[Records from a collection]
◆ ◆ ◆ ◆
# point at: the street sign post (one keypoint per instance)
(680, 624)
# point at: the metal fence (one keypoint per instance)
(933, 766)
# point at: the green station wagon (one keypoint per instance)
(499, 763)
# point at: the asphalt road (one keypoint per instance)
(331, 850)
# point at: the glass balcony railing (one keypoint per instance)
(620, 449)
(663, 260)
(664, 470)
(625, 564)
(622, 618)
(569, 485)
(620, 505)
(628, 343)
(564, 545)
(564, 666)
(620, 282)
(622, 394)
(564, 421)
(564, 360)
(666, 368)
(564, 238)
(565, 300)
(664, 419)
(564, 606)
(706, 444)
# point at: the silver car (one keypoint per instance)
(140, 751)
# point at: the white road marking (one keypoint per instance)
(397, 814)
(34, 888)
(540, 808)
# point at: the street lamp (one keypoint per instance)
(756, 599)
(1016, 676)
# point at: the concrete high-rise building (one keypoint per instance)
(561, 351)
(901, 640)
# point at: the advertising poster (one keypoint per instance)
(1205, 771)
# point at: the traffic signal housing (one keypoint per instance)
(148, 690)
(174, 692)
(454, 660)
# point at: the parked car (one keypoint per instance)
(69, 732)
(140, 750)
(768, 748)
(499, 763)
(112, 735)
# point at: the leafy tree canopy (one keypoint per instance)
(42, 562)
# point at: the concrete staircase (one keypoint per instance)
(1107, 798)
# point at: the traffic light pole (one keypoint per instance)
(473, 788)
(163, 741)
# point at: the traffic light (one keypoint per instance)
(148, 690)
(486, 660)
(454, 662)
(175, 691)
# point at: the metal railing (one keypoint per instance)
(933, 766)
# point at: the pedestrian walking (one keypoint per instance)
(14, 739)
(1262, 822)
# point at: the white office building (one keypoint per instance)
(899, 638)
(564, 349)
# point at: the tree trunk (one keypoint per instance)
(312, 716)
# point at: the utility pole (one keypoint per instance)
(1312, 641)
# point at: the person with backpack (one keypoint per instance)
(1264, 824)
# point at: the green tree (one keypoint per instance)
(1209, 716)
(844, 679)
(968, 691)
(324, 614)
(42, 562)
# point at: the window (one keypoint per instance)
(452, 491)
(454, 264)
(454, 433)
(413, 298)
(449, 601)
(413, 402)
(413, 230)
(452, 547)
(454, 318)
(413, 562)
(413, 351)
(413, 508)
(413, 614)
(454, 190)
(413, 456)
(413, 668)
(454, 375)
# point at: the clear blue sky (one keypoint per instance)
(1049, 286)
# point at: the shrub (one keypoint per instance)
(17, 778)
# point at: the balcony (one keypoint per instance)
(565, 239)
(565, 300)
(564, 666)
◆ ◆ ◆ ◆
PROBLEM TO SOLVE → Write every record out again, letter for letter.

RESULT BELOW →
# point at: the street sign post (one keypoint per instance)
(680, 624)
# point at: the metal fence (one keypoint per instance)
(933, 766)
# point at: the green station wagon (one keypoint per instance)
(499, 763)
# point at: the asphalt road (one keypoint per instance)
(331, 850)
# point at: the glass balcony railing (one keypoint per instance)
(620, 449)
(663, 260)
(664, 470)
(625, 564)
(622, 618)
(569, 485)
(620, 505)
(628, 343)
(564, 545)
(564, 666)
(620, 282)
(622, 394)
(564, 421)
(564, 360)
(666, 368)
(564, 238)
(565, 300)
(664, 419)
(564, 606)
(706, 444)
# point at: the silver car (one keypoint per instance)
(140, 751)
# point at: the white road marking (one keypoint per instance)
(397, 814)
(34, 888)
(540, 808)
# point at: the street lamp (one keypoint per instance)
(756, 599)
(1016, 676)
# point at: the concrete high-rise building (one keypoint per instance)
(561, 351)
(901, 640)
# point at: the advertising poster (one keypoint per instance)
(1205, 771)
# point at: the traffic signal housing (one keypoint per instance)
(148, 690)
(174, 692)
(454, 660)
# point at: the parked car (one keypoint per instance)
(69, 732)
(140, 750)
(768, 748)
(499, 763)
(112, 735)
# point at: the leafy tree canopy (one keypoint per instance)
(42, 562)
# point at: the concrete staircase (one keypoint per instance)
(1107, 798)
# point at: the traffic light pole (one keypoint per instance)
(473, 788)
(163, 741)
# point at: the traffic light (one keypoint per instance)
(148, 690)
(486, 660)
(454, 662)
(175, 691)
# point at: the metal railing (one keypoint per instance)
(933, 766)
# point at: the pedestrian walking (one keypoint per instance)
(14, 739)
(1262, 822)
# point at: the white office building (one keypoint per instance)
(899, 638)
(564, 349)
# point at: the tree trunk (one keypoint per instance)
(312, 716)
# point at: the utility pole (one keypoint per instance)
(1312, 641)
# point at: the person with backpack (one keypoint per instance)
(1264, 824)
# point at: the green tree (one keypoint per instance)
(1209, 716)
(844, 679)
(968, 691)
(324, 614)
(42, 562)
# point at: the window (one keypoint per instance)
(452, 491)
(454, 264)
(454, 433)
(413, 298)
(449, 601)
(413, 402)
(413, 230)
(452, 547)
(454, 318)
(413, 562)
(413, 351)
(413, 508)
(413, 614)
(454, 190)
(413, 456)
(413, 668)
(454, 375)
# point at: the clear blue sky (one keypoint per instance)
(1049, 286)
# point at: the shrub (one keypoint per instance)
(17, 778)
# point at: the balcony (one keypoint per instance)
(565, 239)
(565, 300)
(564, 666)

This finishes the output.